Work instructions – Copy out each line of the rows below that contains the word "background", matching case exactly.

Detection examples
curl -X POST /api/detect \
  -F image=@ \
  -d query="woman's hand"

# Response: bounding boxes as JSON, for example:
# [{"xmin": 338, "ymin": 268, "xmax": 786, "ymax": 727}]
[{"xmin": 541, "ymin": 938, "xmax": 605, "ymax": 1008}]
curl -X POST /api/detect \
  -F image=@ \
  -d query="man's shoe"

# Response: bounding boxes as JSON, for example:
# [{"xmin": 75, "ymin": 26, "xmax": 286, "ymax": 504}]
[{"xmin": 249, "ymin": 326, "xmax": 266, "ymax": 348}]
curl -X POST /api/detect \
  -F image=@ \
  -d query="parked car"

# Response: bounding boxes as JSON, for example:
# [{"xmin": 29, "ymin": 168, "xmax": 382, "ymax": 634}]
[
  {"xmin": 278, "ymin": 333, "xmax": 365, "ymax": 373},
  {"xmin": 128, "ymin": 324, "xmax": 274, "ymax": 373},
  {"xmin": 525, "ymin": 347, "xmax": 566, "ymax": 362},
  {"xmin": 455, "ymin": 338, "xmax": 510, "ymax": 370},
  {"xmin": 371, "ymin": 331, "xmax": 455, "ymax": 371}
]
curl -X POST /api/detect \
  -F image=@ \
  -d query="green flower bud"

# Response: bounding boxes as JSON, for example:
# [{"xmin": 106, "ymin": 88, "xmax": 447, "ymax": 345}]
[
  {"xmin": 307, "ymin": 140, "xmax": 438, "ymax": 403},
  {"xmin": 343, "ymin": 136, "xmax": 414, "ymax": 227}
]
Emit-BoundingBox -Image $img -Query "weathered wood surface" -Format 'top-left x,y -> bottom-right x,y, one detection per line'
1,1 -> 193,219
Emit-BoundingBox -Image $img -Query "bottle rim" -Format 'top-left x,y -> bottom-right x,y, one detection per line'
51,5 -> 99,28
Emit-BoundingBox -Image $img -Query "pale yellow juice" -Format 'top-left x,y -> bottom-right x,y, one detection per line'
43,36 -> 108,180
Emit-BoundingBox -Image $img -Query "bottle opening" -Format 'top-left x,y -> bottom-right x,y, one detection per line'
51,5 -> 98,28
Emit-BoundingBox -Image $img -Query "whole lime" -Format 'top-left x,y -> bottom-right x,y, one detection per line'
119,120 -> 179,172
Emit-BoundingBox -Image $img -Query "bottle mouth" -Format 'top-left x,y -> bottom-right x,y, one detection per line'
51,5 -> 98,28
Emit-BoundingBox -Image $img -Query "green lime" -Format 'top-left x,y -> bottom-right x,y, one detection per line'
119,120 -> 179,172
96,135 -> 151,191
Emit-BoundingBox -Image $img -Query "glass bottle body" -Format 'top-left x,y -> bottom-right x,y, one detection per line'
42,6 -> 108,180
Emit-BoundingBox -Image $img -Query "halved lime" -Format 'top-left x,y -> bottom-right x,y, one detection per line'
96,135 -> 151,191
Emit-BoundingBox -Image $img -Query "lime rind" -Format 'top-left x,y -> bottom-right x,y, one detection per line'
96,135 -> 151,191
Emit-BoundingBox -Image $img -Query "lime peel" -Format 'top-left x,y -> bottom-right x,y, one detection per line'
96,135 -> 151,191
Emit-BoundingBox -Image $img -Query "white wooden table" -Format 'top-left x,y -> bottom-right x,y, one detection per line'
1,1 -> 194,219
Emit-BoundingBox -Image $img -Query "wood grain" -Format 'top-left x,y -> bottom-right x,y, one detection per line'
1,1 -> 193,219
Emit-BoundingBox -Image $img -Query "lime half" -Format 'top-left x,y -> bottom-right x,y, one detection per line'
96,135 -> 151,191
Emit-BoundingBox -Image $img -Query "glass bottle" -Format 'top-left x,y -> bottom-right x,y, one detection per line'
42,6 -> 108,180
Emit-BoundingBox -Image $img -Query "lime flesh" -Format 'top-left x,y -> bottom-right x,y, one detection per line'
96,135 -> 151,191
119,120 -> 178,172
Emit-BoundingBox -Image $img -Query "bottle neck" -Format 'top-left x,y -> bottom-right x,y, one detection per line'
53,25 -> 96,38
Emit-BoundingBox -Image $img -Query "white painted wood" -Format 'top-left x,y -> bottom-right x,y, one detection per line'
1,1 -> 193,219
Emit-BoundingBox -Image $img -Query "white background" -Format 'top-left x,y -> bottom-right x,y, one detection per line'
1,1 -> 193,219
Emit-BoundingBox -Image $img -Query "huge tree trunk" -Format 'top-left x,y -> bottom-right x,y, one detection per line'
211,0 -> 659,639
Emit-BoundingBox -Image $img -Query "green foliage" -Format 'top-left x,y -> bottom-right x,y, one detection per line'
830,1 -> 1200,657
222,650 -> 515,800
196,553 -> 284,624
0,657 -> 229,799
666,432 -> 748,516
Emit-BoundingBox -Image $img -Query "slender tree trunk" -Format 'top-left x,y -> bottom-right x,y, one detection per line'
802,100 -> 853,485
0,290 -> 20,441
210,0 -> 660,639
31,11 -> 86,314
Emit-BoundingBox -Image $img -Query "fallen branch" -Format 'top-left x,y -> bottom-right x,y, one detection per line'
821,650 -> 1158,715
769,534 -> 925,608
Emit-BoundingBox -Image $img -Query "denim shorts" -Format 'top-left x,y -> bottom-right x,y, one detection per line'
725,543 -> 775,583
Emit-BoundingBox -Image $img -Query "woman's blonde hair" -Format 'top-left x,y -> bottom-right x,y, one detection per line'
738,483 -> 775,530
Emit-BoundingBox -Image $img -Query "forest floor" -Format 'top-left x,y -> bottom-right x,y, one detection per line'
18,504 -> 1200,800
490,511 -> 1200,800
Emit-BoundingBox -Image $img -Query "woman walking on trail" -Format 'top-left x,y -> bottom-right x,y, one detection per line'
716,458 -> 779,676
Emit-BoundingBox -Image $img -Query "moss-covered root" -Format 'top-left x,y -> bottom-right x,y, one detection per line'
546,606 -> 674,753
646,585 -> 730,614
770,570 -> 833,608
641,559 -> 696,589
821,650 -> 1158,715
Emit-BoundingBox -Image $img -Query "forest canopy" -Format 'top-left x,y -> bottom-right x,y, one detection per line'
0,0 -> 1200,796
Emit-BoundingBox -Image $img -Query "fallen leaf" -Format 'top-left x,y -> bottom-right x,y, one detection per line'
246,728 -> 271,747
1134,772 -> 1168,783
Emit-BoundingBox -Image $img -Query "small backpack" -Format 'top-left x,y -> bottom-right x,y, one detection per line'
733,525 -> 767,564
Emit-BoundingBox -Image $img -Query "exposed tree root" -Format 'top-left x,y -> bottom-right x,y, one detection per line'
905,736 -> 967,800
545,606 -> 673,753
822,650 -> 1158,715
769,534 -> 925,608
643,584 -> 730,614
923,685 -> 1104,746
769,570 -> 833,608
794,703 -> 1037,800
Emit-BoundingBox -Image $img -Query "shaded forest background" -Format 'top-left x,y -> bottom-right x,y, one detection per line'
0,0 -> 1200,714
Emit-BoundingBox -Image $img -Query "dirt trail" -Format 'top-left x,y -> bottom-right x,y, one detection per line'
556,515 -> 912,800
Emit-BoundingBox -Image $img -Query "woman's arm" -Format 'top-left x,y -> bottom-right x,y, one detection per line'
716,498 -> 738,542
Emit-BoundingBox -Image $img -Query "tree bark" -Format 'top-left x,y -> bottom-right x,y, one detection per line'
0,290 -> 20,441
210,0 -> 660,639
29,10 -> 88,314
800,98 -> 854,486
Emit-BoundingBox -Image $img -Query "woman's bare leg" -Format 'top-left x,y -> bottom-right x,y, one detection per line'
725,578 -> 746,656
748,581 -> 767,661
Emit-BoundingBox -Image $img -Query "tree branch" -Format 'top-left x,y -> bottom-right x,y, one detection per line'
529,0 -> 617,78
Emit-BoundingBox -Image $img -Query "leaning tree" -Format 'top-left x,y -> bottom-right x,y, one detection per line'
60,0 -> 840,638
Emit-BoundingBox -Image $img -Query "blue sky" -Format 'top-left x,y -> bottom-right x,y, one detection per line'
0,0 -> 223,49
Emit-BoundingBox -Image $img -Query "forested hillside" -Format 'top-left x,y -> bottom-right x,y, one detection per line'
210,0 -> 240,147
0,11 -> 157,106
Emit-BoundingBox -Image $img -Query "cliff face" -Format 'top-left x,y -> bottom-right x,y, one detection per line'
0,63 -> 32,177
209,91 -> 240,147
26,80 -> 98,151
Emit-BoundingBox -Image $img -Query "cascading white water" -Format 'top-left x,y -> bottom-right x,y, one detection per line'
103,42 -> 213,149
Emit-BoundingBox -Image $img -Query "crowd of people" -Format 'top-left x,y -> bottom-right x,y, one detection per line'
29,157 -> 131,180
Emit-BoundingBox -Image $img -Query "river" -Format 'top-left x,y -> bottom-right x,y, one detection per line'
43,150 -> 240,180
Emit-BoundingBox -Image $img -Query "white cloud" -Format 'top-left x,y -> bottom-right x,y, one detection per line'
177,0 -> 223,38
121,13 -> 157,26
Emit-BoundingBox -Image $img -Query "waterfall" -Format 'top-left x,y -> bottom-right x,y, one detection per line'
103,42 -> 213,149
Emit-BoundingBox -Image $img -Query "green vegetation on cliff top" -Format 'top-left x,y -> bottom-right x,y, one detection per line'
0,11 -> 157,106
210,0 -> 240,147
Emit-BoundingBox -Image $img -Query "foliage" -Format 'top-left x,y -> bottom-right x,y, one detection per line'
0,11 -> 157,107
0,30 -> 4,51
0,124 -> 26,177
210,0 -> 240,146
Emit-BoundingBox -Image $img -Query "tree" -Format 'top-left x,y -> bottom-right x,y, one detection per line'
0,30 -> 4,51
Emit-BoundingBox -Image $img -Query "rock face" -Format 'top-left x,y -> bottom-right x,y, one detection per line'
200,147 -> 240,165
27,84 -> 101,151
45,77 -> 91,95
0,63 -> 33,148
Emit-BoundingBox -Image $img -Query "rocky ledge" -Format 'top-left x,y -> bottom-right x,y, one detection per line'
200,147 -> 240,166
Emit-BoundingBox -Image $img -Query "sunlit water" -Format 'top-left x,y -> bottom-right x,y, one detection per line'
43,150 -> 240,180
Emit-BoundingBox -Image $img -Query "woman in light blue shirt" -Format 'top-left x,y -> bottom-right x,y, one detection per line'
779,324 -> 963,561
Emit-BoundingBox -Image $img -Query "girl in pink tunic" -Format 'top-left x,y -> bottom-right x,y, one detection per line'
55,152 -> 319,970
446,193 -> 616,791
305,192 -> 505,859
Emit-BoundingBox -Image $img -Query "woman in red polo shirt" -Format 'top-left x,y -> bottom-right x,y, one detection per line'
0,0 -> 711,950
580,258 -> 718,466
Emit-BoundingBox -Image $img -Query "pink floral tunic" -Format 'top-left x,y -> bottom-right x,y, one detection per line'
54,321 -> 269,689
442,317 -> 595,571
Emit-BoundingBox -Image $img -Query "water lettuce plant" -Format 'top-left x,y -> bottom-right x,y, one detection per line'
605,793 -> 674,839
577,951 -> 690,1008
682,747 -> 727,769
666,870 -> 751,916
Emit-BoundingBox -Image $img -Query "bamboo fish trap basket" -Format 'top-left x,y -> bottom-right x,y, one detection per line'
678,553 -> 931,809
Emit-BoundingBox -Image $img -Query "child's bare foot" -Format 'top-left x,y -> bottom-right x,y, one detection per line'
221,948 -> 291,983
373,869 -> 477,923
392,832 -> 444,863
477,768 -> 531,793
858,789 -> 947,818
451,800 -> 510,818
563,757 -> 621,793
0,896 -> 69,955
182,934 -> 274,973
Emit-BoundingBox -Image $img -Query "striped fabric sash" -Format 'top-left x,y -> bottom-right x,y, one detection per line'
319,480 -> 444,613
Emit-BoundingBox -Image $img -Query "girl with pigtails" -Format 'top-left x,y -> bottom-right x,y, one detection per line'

Final result –
Emit-BoundingBox -Image $img -Query "white background" -Format 'top-left x,y -> bottom-right x,y, one detection per line'
Emit-BoundingBox -Image $img -Query "shaded forest background" -Format 'top-left x,y -> bottom-right x,y, one detection per line'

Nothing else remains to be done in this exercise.